[start of Data entries]

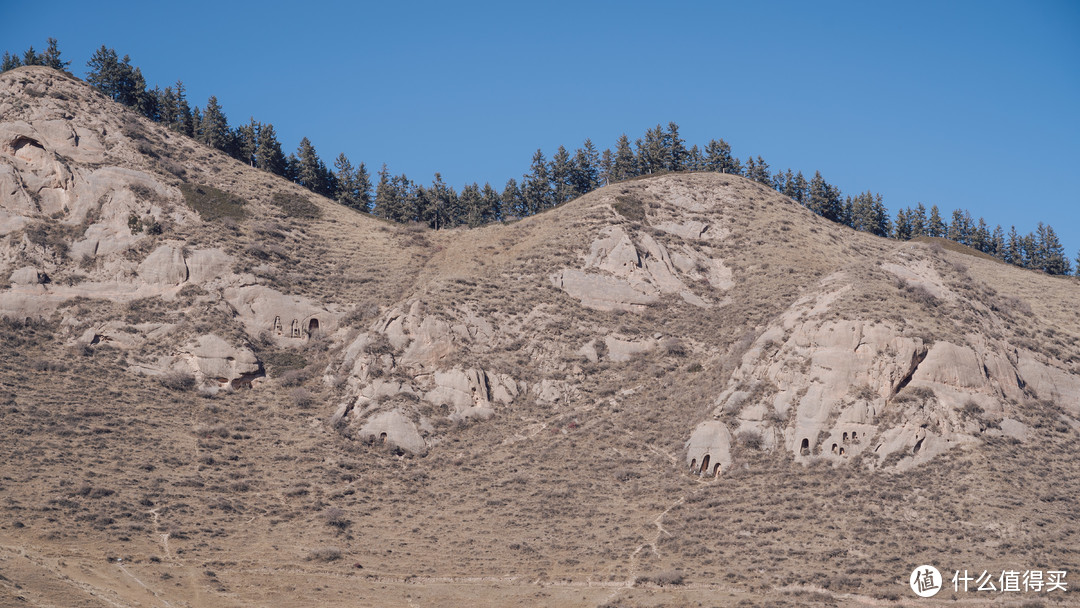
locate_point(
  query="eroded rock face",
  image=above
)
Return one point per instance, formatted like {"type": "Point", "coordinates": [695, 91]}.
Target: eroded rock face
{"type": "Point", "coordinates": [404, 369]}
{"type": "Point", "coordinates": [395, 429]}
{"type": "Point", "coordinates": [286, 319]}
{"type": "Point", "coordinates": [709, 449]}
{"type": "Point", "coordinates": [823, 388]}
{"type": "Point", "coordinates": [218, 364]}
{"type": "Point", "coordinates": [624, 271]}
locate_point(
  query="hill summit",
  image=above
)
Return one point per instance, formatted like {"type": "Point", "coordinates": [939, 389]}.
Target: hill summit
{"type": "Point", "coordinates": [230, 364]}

[end of Data entries]

### Your instructions
Copy the records above word for word, every line of them, and leave the pictures out of your copy.

### Answer to this problem
locate_point(
  query="eroded rock face",
  image=above
)
Return one point per instance, formatted like {"type": "Point", "coordinates": [695, 91]}.
Target: eroded rock face
{"type": "Point", "coordinates": [404, 369]}
{"type": "Point", "coordinates": [395, 429]}
{"type": "Point", "coordinates": [286, 319]}
{"type": "Point", "coordinates": [709, 449]}
{"type": "Point", "coordinates": [823, 388]}
{"type": "Point", "coordinates": [218, 364]}
{"type": "Point", "coordinates": [624, 271]}
locate_point(
  query="hill summit",
  image=above
)
Return one point per instance, formatted like {"type": "Point", "coordinates": [939, 389]}.
Target: hill summit
{"type": "Point", "coordinates": [230, 364]}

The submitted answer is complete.